Copy out every one of the entries below word for word, keeping each line unchanged and in its original order.

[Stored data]
══════════════════════════════
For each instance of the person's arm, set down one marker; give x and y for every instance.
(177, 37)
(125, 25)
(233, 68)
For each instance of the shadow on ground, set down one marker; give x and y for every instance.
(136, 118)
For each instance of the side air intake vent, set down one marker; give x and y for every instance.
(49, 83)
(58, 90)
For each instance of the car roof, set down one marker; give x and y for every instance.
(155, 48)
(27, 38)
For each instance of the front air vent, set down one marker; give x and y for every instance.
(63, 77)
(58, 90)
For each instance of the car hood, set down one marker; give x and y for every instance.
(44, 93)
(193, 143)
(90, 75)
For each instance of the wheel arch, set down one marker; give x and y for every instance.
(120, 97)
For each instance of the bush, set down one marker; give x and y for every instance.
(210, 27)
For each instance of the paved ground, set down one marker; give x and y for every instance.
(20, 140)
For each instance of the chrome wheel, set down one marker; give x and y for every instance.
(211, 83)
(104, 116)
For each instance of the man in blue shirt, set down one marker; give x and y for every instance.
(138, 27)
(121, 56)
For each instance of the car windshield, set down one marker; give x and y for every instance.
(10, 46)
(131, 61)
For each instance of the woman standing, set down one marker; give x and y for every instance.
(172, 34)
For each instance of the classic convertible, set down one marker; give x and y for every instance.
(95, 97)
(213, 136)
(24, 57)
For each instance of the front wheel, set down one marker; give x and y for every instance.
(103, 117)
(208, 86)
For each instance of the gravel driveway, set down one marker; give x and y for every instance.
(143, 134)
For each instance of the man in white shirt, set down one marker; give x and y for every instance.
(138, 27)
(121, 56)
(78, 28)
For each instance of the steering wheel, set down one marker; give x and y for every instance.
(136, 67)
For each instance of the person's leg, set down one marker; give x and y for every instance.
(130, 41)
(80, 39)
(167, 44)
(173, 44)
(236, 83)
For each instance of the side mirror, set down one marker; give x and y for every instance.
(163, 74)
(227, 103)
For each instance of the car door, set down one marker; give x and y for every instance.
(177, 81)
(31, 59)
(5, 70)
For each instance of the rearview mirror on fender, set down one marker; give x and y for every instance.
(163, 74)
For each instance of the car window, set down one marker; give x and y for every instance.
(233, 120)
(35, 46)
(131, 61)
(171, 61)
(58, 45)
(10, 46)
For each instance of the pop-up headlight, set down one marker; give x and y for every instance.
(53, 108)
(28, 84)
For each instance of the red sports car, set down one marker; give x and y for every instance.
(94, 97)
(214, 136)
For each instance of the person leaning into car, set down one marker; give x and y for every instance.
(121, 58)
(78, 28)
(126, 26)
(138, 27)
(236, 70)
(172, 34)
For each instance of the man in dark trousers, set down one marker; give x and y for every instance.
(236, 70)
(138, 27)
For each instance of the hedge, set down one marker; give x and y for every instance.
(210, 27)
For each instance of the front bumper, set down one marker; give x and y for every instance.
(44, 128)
══════════════════════════════
Complete output:
For each instance of the person's arm, set down one marker; give x and y for every instance.
(177, 37)
(125, 25)
(233, 68)
For each instance of the shadow on ground, set down one marker; give x and y for every instance.
(136, 118)
For each instance of the side air intake vent, set down one marker; give x and y for every instance.
(49, 83)
(58, 90)
For each instance of the car roof, set down one marker; give x and y for every instance.
(155, 48)
(27, 38)
For each instance of the front air vent, set down one marker; give x and y for every instance.
(63, 77)
(58, 90)
For each instance of the car hood, set down one marker; give x and y for every instance.
(44, 93)
(193, 143)
(90, 75)
For each instance of the wheel arch, set down one marker; give x and y for every instance.
(120, 97)
For each instance of the bush, set down one marker; give x and y for every instance.
(210, 27)
For each instance of the paved ground, set down one marker; give x and y for every instance.
(20, 140)
For each instance of the chrome wheel, set down one marker; give x and y for every instance.
(211, 83)
(104, 116)
For each instance of the man in blue shirt, set down one marker; give x and y for every instance.
(138, 27)
(121, 56)
For each instance of the car windshield, set down one marker; give x and y for every instance.
(10, 46)
(131, 61)
For each instance of the woman standing, set down one marker; give x and y for every instance.
(172, 34)
For each instance of the classic convertible, set down one marker; give x and y for every instance.
(95, 97)
(213, 136)
(24, 57)
For each instance of the front wheel, set down one marker; give x and y for every instance.
(103, 117)
(208, 86)
For each instance of the gravel driveway, set down one marker; give x and y for every instance.
(143, 134)
For each instance of the man in white shirt, set down one marker; give x and y for every instance.
(138, 27)
(121, 56)
(78, 28)
For each instance of the steering wheel, set down one marker; give x and y for every instance.
(136, 67)
For each instance of the person's leg, set down one marker; give x and y for every instance.
(130, 41)
(80, 39)
(167, 44)
(173, 44)
(236, 83)
For each instance of the side mirror, set down one marker; give x and y for every instance.
(163, 74)
(227, 103)
For each instance of the car door, set down one marker; give x and y for every instance.
(177, 81)
(31, 59)
(5, 70)
For each instance of the rearview mirror on fender, set down one marker; give x and y for every instance.
(163, 74)
For each instance of the car window, set down one marker; give x and y for every instance.
(233, 120)
(35, 46)
(131, 61)
(171, 61)
(58, 45)
(10, 46)
For each instance of the pop-up headlight, set down one marker; give x and y for every instance.
(53, 108)
(28, 84)
For each instance of the red sports car, set down one marker; give x and y for every instance.
(94, 97)
(214, 136)
For each instance of the person leaning into car, set down one marker; give x and y for every instance.
(121, 58)
(78, 28)
(126, 26)
(138, 27)
(236, 70)
(172, 34)
For each instance of the man in dark trousers, set down one marker; give x and y for every instance.
(236, 70)
(138, 27)
For each instance of the hedge, set down one marker; give x and y for every instance.
(210, 27)
For each instance of the front bumper, set down one marker; give x and y for every instance.
(44, 128)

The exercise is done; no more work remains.